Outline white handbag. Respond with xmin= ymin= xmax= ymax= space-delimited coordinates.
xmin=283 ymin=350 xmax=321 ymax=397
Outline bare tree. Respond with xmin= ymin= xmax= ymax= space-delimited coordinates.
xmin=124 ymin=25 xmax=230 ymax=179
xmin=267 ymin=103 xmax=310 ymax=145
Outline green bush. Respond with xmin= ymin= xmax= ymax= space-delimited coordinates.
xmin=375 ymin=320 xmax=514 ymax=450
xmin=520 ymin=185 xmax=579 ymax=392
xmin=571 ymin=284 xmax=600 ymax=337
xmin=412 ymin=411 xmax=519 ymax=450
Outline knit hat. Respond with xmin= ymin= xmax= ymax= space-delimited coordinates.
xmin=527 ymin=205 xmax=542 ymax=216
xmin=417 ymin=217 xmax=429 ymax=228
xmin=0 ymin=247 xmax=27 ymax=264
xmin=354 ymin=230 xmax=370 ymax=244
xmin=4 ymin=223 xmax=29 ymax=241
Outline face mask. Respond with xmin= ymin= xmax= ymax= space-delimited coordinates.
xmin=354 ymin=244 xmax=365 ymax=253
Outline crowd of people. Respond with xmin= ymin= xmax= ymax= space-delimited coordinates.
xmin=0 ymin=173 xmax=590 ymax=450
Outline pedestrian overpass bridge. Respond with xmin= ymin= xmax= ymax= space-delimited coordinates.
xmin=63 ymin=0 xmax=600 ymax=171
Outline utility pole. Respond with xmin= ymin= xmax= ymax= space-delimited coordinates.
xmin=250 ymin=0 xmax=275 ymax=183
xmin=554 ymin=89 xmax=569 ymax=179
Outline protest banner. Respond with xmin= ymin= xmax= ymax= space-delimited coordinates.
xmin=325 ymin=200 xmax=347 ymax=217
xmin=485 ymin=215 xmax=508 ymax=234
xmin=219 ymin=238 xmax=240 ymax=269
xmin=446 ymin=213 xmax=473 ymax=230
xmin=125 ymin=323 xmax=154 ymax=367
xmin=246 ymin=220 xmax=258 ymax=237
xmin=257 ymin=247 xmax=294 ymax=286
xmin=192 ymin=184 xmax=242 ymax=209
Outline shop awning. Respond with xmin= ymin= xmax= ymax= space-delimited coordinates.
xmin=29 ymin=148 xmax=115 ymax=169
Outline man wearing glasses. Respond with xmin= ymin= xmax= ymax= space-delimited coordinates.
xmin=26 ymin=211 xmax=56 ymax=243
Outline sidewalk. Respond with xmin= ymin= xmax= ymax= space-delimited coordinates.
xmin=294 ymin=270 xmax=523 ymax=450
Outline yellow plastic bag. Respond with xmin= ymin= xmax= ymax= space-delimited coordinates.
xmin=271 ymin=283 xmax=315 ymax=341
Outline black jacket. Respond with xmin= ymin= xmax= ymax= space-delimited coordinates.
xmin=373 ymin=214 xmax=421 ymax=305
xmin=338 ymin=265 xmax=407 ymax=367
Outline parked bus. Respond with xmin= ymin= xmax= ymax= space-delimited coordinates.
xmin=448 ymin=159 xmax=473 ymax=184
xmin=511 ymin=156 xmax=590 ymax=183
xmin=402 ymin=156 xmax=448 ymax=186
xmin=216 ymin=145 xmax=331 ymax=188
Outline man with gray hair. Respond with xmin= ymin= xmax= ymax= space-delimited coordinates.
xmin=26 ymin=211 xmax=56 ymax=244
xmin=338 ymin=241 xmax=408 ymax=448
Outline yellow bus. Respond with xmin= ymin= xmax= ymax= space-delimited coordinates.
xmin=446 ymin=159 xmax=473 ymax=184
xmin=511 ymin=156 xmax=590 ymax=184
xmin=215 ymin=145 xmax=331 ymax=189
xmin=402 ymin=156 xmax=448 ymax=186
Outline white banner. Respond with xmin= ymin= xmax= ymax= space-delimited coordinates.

*-*-*

TASK DIRECTIONS:
Reproduce all of the data above line for line, with no changes.

RESULT FOR THIS EXERCISE:
Outline white handbag. Respond with xmin= ymin= xmax= ymax= space-delimited coordinates.
xmin=283 ymin=350 xmax=321 ymax=397
Outline bare tree. Respond with xmin= ymin= xmax= ymax= space-delimited coordinates.
xmin=124 ymin=25 xmax=230 ymax=179
xmin=267 ymin=103 xmax=310 ymax=145
Outline green bush. Respond with xmin= ymin= xmax= ymax= space-delimited coordinates.
xmin=375 ymin=320 xmax=514 ymax=450
xmin=520 ymin=185 xmax=579 ymax=392
xmin=571 ymin=284 xmax=600 ymax=337
xmin=412 ymin=411 xmax=519 ymax=450
Outline knit hat. Respond with xmin= ymin= xmax= ymax= space-delimited coordinates.
xmin=527 ymin=205 xmax=542 ymax=216
xmin=417 ymin=217 xmax=429 ymax=228
xmin=0 ymin=247 xmax=27 ymax=264
xmin=354 ymin=230 xmax=370 ymax=244
xmin=4 ymin=223 xmax=29 ymax=241
Outline face mask. Respond with xmin= ymin= xmax= ymax= space-delimited coordinates.
xmin=354 ymin=244 xmax=365 ymax=253
Outline crowd of people. Respond with xmin= ymin= xmax= ymax= space-delimited coordinates.
xmin=0 ymin=173 xmax=590 ymax=450
Outline pedestrian overpass bridge. Respond with xmin= ymin= xmax= ymax= space-delimited coordinates.
xmin=63 ymin=0 xmax=600 ymax=171
Outline utility pole. Respond with xmin= ymin= xmax= ymax= space-delimited coordinates.
xmin=250 ymin=0 xmax=275 ymax=183
xmin=554 ymin=89 xmax=569 ymax=179
Outline protest banner. Respond with xmin= ymin= xmax= ymax= space-delimited coordinates.
xmin=325 ymin=200 xmax=347 ymax=217
xmin=485 ymin=215 xmax=508 ymax=234
xmin=219 ymin=238 xmax=240 ymax=269
xmin=446 ymin=213 xmax=473 ymax=230
xmin=125 ymin=323 xmax=154 ymax=367
xmin=246 ymin=220 xmax=258 ymax=237
xmin=257 ymin=247 xmax=294 ymax=286
xmin=192 ymin=184 xmax=242 ymax=209
Outline shop awning. Respond with xmin= ymin= xmax= ymax= space-delimited coordinates.
xmin=29 ymin=148 xmax=115 ymax=169
Outline man wearing glasses. Respond with xmin= ymin= xmax= ymax= space-delimited coordinates.
xmin=26 ymin=211 xmax=56 ymax=243
Outline sidewalk. Respond with xmin= ymin= xmax= ymax= space-delimited coordinates.
xmin=294 ymin=270 xmax=523 ymax=450
Outline yellow plastic bag. Respond with xmin= ymin= xmax= ymax= space-delimited coordinates.
xmin=271 ymin=283 xmax=315 ymax=341
Outline black jacket. Respond with xmin= ymin= xmax= ymax= space-delimited coordinates.
xmin=373 ymin=214 xmax=421 ymax=305
xmin=338 ymin=265 xmax=407 ymax=367
Outline parked bus. Respond with xmin= ymin= xmax= ymax= space-delimited coordinates.
xmin=448 ymin=159 xmax=473 ymax=184
xmin=511 ymin=156 xmax=590 ymax=183
xmin=402 ymin=156 xmax=448 ymax=186
xmin=216 ymin=145 xmax=331 ymax=188
Outline man with gray hair. Respond with xmin= ymin= xmax= ymax= space-delimited coordinates.
xmin=26 ymin=211 xmax=56 ymax=244
xmin=338 ymin=241 xmax=408 ymax=448
Outline yellow bus. Respond with xmin= ymin= xmax= ymax= space-delimited coordinates.
xmin=446 ymin=159 xmax=473 ymax=184
xmin=511 ymin=156 xmax=590 ymax=184
xmin=215 ymin=145 xmax=331 ymax=189
xmin=402 ymin=156 xmax=448 ymax=186
Outline white banner. Respond with xmin= ymin= xmax= ymax= space-delimited coordinates.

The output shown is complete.